#### Exercise
Each line in the records below that has the word "pier" should be copied.

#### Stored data
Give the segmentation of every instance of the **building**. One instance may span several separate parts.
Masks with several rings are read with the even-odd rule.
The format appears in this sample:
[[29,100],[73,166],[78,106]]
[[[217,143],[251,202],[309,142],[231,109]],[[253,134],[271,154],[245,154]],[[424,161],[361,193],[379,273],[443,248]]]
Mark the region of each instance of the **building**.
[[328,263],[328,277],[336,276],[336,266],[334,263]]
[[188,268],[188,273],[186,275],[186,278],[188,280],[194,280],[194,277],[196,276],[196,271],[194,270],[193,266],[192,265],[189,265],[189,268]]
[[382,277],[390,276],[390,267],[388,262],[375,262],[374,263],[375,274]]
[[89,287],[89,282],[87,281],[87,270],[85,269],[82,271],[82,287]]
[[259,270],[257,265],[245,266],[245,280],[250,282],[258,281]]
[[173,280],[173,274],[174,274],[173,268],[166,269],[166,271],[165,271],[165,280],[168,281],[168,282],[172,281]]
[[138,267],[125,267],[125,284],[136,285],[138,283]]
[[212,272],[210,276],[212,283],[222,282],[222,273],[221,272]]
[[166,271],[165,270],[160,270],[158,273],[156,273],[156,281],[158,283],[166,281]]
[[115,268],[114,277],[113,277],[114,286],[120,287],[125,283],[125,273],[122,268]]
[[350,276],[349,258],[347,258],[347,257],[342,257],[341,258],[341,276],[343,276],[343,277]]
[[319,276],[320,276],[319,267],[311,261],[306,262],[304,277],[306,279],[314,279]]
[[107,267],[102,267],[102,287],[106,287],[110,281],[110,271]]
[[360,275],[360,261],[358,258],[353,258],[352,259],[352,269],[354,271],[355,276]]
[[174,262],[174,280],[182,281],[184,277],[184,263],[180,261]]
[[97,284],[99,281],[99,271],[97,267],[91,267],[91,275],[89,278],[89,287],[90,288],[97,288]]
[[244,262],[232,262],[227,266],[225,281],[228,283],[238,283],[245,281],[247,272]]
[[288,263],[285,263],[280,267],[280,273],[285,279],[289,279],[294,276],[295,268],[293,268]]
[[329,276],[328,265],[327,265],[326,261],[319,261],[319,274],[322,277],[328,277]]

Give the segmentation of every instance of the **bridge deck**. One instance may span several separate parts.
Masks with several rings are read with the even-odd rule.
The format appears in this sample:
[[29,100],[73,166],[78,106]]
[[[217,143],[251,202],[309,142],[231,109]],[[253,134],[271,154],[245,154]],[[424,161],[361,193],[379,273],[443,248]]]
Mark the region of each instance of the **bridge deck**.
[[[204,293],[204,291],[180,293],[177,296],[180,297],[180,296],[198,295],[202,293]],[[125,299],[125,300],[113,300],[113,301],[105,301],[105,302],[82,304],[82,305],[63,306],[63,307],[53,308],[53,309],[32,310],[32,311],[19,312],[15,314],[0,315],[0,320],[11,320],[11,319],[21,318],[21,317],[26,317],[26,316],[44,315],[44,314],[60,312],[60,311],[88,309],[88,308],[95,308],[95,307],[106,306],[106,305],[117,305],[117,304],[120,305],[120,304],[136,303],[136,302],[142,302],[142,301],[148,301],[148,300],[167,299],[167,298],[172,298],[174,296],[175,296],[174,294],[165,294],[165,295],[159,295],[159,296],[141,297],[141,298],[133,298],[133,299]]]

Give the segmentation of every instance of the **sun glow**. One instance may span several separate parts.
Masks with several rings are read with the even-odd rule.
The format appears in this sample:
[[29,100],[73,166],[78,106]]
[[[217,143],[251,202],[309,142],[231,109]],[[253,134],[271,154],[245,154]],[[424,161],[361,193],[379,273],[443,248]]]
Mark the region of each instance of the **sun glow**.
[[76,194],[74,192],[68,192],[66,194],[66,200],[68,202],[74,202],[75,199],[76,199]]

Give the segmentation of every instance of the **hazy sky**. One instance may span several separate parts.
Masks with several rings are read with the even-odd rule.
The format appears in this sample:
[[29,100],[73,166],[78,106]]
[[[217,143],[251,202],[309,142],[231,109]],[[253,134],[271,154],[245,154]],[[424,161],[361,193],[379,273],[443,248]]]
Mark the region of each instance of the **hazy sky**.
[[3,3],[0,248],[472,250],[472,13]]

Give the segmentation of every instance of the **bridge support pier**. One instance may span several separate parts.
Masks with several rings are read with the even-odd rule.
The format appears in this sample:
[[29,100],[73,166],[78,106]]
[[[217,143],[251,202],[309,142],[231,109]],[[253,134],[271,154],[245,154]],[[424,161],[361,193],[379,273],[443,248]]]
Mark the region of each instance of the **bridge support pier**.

* * *

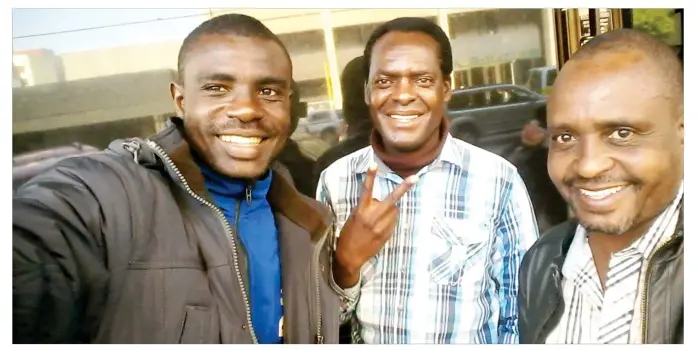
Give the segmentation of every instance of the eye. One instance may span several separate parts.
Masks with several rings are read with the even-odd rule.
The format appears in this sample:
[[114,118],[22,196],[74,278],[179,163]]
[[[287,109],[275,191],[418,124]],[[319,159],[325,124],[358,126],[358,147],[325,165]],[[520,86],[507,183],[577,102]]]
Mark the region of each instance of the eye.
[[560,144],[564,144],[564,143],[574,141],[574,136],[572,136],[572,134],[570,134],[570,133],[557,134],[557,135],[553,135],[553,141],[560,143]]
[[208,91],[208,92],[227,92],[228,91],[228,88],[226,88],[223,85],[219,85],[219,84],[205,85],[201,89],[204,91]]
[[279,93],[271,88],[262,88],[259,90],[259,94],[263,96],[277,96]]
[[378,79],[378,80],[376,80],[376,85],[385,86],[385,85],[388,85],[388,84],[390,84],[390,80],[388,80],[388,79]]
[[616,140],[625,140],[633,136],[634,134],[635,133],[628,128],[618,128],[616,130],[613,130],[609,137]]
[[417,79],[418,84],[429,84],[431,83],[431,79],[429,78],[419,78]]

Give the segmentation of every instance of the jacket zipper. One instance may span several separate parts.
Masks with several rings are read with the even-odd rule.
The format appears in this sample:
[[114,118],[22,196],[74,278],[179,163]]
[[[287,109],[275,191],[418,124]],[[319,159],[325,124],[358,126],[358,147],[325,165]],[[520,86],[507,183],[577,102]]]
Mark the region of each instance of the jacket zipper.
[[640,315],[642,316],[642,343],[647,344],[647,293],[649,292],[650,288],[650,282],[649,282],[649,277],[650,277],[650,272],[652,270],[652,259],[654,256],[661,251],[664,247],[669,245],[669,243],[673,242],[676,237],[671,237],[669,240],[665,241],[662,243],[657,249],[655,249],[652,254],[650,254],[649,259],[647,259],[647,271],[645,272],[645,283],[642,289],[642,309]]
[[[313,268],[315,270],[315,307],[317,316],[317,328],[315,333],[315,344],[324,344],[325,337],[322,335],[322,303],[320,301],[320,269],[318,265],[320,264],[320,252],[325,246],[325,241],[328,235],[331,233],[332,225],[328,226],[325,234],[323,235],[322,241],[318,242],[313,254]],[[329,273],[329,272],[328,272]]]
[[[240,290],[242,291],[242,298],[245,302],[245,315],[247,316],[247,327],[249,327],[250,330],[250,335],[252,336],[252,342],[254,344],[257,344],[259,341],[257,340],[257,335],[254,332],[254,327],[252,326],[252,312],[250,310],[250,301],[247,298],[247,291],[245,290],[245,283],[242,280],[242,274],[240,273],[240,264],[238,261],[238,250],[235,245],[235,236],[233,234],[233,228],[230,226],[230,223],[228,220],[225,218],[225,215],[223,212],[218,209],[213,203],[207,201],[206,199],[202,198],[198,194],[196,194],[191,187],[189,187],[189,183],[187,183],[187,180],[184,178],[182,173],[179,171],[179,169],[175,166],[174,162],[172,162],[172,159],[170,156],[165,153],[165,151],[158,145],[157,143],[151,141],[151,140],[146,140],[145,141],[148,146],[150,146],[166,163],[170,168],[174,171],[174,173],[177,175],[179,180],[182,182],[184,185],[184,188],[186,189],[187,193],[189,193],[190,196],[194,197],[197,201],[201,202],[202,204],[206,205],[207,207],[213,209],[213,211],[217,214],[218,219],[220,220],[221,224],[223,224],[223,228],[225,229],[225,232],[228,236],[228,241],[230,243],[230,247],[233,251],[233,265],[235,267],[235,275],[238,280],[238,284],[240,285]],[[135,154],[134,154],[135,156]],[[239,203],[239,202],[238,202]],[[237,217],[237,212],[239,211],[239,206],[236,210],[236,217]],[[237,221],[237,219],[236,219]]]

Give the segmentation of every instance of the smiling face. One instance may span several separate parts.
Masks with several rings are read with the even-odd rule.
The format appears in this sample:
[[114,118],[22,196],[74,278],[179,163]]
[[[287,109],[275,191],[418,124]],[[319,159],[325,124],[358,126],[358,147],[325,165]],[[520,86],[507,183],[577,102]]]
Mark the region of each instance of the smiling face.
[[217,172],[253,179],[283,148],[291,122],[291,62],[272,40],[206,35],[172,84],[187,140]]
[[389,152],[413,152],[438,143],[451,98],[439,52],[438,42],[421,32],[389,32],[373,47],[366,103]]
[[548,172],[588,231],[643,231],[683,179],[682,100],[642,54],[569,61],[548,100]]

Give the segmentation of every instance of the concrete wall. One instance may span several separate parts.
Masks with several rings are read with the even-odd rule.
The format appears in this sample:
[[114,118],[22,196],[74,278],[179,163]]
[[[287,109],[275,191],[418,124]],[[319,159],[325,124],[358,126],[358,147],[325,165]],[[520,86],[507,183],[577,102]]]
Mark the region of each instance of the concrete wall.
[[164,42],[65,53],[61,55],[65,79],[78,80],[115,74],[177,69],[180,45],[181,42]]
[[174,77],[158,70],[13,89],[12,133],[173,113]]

...

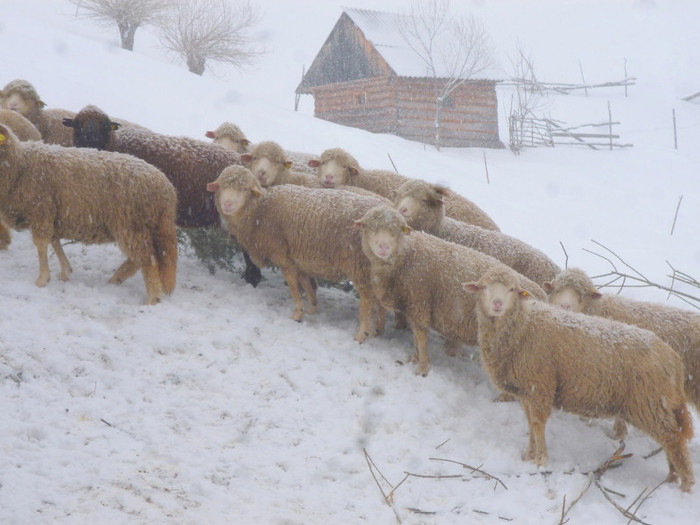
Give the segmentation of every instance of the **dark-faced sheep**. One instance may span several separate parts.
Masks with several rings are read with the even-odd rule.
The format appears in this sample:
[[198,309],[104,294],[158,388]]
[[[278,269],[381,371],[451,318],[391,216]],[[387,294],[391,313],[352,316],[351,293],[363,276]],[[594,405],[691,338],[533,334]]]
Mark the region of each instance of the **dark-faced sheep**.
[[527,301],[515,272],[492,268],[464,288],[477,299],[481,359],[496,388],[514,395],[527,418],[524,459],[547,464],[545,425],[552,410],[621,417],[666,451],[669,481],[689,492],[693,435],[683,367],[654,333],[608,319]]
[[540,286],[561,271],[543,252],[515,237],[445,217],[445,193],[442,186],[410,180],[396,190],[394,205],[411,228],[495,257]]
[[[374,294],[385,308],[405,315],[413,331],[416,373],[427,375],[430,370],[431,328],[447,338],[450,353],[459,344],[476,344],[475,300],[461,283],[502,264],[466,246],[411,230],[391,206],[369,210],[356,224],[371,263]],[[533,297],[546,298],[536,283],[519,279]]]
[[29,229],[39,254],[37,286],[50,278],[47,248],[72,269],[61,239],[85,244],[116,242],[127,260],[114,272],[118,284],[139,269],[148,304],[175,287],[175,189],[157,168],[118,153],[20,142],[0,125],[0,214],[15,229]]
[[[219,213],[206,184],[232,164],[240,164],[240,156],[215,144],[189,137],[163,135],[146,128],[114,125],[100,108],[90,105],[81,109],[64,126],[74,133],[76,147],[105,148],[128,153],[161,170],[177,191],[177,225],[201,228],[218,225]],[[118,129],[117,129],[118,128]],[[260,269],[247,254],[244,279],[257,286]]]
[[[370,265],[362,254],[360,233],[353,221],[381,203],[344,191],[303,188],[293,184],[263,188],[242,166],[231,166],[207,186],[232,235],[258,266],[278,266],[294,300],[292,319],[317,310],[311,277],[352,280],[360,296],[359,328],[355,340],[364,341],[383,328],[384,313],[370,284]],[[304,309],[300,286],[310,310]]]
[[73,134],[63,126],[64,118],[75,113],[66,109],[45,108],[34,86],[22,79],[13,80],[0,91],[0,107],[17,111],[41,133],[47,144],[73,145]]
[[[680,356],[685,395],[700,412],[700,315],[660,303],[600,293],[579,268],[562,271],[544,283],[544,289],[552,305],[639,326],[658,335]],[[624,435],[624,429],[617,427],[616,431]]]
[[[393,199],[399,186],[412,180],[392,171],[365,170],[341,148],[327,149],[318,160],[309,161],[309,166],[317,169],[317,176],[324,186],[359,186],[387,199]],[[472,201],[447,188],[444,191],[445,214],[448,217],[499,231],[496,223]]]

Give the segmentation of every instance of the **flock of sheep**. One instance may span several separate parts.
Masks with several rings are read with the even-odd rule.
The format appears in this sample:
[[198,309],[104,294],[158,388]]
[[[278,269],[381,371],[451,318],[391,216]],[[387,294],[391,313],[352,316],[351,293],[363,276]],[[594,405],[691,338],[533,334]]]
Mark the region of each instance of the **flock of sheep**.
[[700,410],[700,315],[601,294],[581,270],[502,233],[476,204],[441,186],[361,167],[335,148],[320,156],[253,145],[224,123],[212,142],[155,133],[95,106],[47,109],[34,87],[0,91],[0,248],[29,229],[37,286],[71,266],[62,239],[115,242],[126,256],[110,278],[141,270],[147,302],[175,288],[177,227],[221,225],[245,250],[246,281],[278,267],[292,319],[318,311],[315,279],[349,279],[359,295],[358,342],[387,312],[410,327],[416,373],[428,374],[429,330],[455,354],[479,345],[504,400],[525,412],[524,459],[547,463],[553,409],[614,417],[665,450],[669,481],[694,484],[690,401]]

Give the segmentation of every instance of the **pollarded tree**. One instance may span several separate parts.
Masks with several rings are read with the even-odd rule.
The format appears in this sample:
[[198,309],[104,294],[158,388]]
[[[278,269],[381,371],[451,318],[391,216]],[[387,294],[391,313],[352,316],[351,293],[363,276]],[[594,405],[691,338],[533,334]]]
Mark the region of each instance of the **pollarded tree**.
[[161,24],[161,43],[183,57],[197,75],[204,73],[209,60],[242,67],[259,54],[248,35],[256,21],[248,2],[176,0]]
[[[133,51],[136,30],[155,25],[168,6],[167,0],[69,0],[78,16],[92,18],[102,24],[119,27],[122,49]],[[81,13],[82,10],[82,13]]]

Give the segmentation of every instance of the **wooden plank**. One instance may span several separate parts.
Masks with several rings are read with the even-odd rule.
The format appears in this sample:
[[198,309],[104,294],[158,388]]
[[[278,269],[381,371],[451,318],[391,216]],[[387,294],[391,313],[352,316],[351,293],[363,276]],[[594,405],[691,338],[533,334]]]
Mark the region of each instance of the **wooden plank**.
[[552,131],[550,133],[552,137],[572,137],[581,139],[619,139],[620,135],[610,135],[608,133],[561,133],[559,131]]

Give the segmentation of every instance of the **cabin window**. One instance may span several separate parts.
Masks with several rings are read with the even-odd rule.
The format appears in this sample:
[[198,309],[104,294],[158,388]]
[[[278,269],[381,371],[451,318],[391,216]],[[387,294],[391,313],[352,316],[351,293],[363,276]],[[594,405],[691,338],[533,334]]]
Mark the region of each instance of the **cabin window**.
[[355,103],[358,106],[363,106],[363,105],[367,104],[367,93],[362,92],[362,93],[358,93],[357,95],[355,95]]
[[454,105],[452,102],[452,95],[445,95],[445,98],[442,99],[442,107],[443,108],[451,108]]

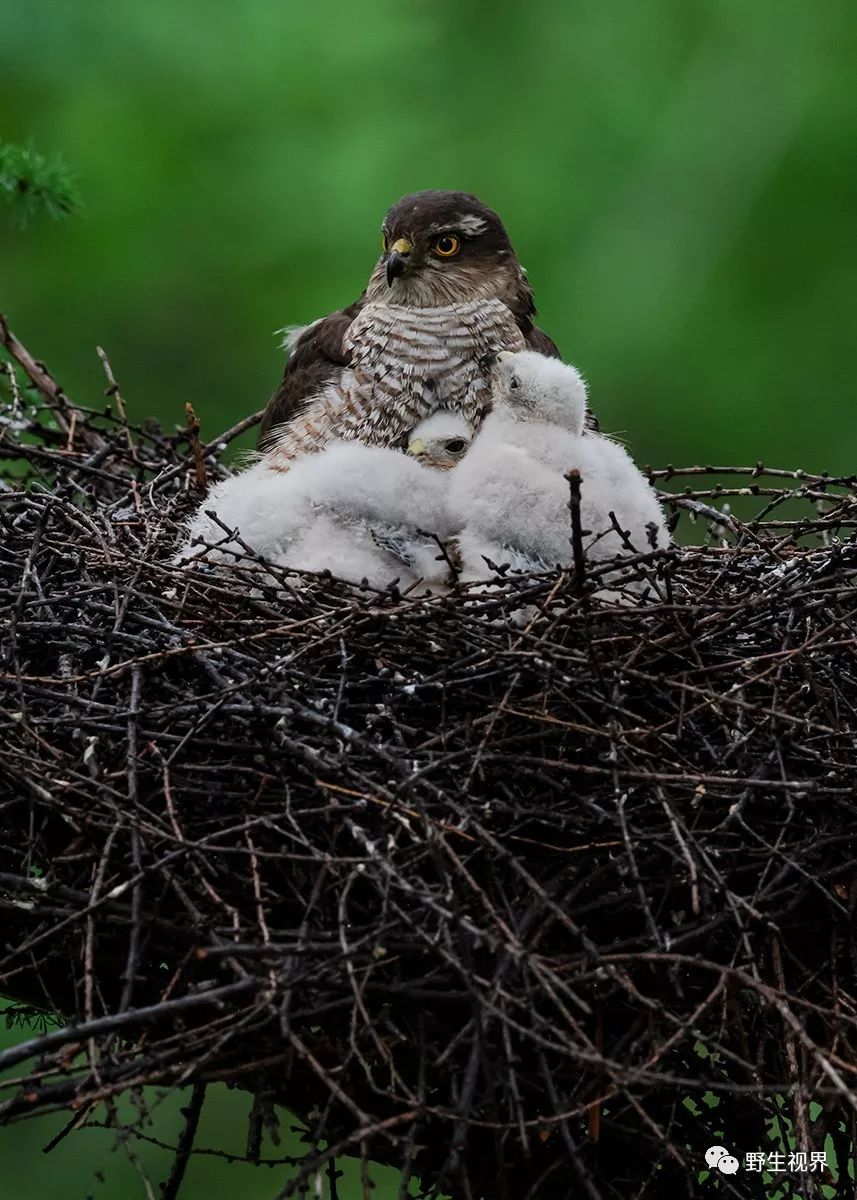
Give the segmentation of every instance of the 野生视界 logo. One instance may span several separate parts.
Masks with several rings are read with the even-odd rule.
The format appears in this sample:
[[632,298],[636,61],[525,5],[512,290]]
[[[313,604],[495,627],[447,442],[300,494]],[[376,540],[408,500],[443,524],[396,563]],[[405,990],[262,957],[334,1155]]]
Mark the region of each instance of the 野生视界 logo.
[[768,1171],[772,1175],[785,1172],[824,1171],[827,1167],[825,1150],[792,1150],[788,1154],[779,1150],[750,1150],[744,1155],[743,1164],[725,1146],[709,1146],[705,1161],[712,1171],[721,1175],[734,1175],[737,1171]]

#### Written response
Give the segmentation of every instance of the **bridge support pier**. One instance may span several separate parts.
Mark the region of each instance of the **bridge support pier**.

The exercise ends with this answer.